══ Page ══

If there is no other better way, one thing that could improve above approach - it'd be nice to make it more concise by say predefining enums globally or say as private members of R6 class:
Color <- c("BLUE", "RED", "BLACK")
Then one could (re)use it in one or more function definitions, e.g.:
EnumTest = function(enum = Color) {
...
However, I'm not sure how to use this Color vector in match.arg function. It'd be nice if I could define Color as a map with keys being actual color values and values being integer representation - but I'm not sure how sensible that is.. Anyways, maybe there are more common neat approaches exist.
The main goal would be to provide an easy-to-use intuitive interface to the user of my package and functions (e.g. easy way to find the set of possible values, tab-completion, auto-suggestion, etc..), followed by standardized development of such functions using enum-like arguments

How about using a function that defines the enum by returning list(a= "a", ...)? You can then either assign the returned vector to a variable and use it in context, or use the function directly. Either a name or an integer reference will work as an index, although you have to use the unlist version of the index lookup, [[, otherwise you get a list with one element.
colorEnum <- function() {
list(BLUE = "BLUE", RED = "RED", BLACK = "BLACK")
}
colorEnum()$BLUE
#> [1] "BLUE"
colorEnum()[[1]]
#> [1] "BLUE"
colorEnum()[1]
#> $BLUE
#> [1] "BLUE"
col <- colorEnum()
col$BLUE
#> [1] "BLUE"
col[[1]]
#> [1] "BLUE"
col$BAD_COLOR
#> NULL
col[[5]]
#> Error in col[[5]] : subscript out of bounds
You can get the list of names for use in a match, i.e. your function parameter could be
EnumTest = function( enum = names(colorEnum()) { ...
You can actually abbreviate too, but it must be unique. (If you use RStudio, since col is a list, it will suggest completions!)
col$BLA
#> [1] "BLACK"
col$BL
#> NULL
If you want more sophisticated enum handling, you could assign S3 classes to the thing returned by your enum constructor function and write a small collection of functions to dispatch on class "enum" and allow case-insensitive indexing. You could also add special functions to work with a specific class, e.g. "colorEnum"; I have not done that here. Inheritance means the list access methods all still work.

═══
══ Data listing ══

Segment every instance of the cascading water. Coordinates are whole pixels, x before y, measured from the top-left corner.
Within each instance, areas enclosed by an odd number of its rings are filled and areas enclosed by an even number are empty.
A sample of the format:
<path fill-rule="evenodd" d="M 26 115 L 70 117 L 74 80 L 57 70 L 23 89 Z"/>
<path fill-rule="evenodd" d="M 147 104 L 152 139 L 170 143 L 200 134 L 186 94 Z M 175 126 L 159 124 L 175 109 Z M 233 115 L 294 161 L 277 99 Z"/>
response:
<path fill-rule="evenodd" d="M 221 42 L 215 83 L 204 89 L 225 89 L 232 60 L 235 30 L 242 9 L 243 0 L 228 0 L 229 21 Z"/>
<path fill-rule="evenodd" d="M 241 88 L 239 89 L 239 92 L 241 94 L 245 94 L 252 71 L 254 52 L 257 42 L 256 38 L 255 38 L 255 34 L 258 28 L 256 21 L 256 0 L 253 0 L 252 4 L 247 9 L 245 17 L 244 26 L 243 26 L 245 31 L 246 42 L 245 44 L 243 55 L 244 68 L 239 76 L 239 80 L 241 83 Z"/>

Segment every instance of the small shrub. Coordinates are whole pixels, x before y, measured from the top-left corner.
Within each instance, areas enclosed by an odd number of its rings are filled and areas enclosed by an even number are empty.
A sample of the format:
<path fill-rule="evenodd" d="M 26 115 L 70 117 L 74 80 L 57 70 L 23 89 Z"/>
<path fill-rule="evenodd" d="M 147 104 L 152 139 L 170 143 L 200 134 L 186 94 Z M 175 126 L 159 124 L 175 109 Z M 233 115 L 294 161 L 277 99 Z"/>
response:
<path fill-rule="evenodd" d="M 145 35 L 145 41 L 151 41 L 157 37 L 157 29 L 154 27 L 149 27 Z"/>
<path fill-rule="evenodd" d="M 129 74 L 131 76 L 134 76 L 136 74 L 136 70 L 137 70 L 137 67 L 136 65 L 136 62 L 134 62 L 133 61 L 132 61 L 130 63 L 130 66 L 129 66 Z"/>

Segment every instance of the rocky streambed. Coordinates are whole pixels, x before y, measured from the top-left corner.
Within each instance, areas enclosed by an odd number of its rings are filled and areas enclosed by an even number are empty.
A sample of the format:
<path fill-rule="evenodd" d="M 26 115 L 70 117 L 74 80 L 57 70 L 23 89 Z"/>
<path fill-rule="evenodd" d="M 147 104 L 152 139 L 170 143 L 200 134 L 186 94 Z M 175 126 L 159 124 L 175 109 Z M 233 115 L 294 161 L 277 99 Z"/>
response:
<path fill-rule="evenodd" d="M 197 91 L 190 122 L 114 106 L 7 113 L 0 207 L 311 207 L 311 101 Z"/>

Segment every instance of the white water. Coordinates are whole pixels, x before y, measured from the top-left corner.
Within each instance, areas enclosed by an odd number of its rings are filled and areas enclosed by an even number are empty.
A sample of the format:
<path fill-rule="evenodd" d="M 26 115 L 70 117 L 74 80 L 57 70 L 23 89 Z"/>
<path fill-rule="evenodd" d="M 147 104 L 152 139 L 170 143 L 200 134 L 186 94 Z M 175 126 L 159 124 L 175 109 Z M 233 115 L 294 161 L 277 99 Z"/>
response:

═══

Work required –
Could you output the R enum thread word for word, from "The main goal" to "with one element."?

The response –
The main goal would be to provide an easy-to-use intuitive interface to the user of my package and functions (e.g. easy way to find the set of possible values, tab-completion, auto-suggestion, etc..), followed by standardized development of such functions using enum-like arguments

How about using a function that defines the enum by returning list(a= "a", ...)? You can then either assign the returned vector to a variable and use it in context, or use the function directly. Either a name or an integer reference will work as an index, although you have to use the unlist version of the index lookup, [[, otherwise you get a list with one element.